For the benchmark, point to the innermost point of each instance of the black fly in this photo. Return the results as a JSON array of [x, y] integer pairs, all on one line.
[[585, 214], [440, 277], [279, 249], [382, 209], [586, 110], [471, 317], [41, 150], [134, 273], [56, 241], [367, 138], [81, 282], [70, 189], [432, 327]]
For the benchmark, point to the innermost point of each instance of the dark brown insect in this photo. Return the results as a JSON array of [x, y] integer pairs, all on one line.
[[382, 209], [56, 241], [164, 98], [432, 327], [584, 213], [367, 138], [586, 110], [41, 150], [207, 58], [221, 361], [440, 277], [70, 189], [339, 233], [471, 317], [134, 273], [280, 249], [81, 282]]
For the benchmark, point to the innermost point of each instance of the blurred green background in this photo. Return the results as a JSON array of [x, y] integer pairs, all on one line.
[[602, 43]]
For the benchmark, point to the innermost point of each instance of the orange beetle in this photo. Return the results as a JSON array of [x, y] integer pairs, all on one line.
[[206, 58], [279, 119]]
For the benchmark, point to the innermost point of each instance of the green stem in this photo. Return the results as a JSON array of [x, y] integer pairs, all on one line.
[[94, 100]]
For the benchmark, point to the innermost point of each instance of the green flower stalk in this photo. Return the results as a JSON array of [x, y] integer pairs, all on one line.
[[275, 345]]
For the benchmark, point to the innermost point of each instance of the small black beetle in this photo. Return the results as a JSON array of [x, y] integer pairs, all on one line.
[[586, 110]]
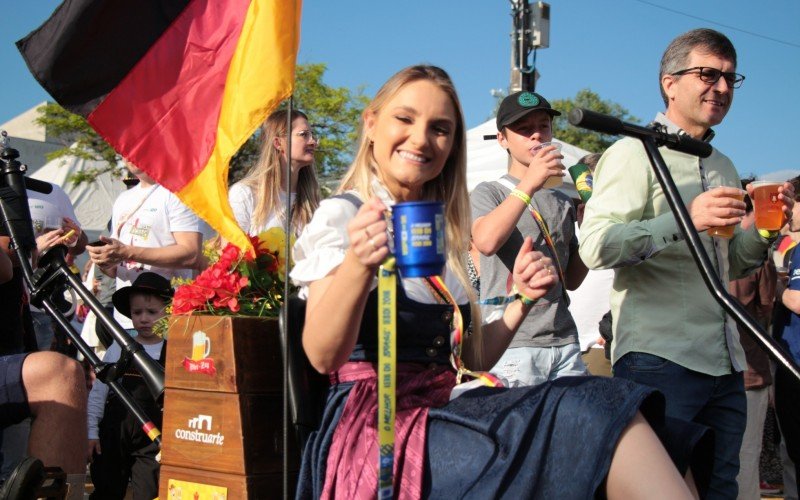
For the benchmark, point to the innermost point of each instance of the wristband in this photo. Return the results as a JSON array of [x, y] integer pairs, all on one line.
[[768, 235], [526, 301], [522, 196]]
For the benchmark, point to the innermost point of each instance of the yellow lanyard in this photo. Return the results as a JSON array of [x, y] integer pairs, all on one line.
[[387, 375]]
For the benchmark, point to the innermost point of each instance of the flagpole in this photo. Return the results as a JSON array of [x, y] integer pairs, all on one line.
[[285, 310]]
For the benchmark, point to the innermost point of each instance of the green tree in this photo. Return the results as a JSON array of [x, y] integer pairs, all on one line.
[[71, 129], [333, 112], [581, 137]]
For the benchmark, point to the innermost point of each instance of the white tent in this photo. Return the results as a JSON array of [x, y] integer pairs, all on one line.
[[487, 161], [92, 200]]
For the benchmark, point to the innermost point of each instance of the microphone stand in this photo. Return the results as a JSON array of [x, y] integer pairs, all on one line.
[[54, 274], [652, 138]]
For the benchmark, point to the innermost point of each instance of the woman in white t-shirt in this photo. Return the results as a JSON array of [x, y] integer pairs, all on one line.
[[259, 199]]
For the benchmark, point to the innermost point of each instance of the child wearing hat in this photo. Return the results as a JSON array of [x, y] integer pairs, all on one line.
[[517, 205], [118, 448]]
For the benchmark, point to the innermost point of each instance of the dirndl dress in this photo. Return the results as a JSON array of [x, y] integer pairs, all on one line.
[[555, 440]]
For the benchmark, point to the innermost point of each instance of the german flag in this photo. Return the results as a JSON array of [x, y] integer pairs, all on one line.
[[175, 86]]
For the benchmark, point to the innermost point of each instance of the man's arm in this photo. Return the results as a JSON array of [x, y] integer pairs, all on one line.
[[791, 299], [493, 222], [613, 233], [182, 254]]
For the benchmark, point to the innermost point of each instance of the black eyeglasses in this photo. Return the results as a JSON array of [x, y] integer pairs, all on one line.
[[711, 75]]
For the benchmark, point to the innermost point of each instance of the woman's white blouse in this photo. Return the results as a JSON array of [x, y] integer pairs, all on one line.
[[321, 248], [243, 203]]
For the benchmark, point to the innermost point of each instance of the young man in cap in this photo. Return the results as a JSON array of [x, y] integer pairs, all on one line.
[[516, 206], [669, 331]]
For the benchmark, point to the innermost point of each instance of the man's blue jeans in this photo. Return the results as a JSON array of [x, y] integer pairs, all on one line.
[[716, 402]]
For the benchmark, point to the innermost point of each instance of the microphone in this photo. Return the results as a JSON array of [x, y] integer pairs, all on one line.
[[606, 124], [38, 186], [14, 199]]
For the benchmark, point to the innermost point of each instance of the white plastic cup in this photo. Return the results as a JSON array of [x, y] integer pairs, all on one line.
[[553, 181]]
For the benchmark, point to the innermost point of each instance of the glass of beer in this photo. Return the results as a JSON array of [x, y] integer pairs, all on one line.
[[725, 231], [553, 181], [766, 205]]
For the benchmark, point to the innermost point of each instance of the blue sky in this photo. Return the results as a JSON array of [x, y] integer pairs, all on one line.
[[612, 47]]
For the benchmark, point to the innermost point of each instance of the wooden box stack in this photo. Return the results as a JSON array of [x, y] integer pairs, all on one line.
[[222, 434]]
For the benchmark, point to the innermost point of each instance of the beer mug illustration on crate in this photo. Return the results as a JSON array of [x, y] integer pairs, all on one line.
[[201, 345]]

◆ Problem details ◆
Convert the lines starting with the line containing "the man's arm" and going on through the line containing "[[716, 402]]" into a two-column CSV with the headers instruction and points. Each row should pair one line of wording with the line of coordinates that follows it, with every field quoted and any line breaks replaced by spaces.

◆ The completed task ◆
instruction,points
"For the benchmark, point to the innermost point of each instance of the man's arm in this photo. Return the results as a JSON array of [x, y] integer pairs, all on one line.","[[791, 299], [493, 222], [613, 233], [182, 254]]"
"For the benchmark, point to the innermost point of each instance of the black eyeglasses in this photo. Return the results as a JSON array of [x, y] integer pairs, all on one line.","[[711, 75]]"
"For the benchmark, point to the innermost point of each instance of the woman's white blouse in this photo. Return the results as a JSON array of [x, y] integer pairs, all on one line.","[[321, 248], [243, 203]]"
"For the benchmark, point to the innermost point of each instance of the young man in cap in this photo. Return the results as a JSON array of [x, y] integer pairs, all on one line.","[[516, 206], [669, 331]]"
"For the benchmark, point to the innermost point of each instance of the man's blue jeans in this photo. Return the results as a JSON array of [x, y] integer pairs, all on one line.","[[716, 402]]"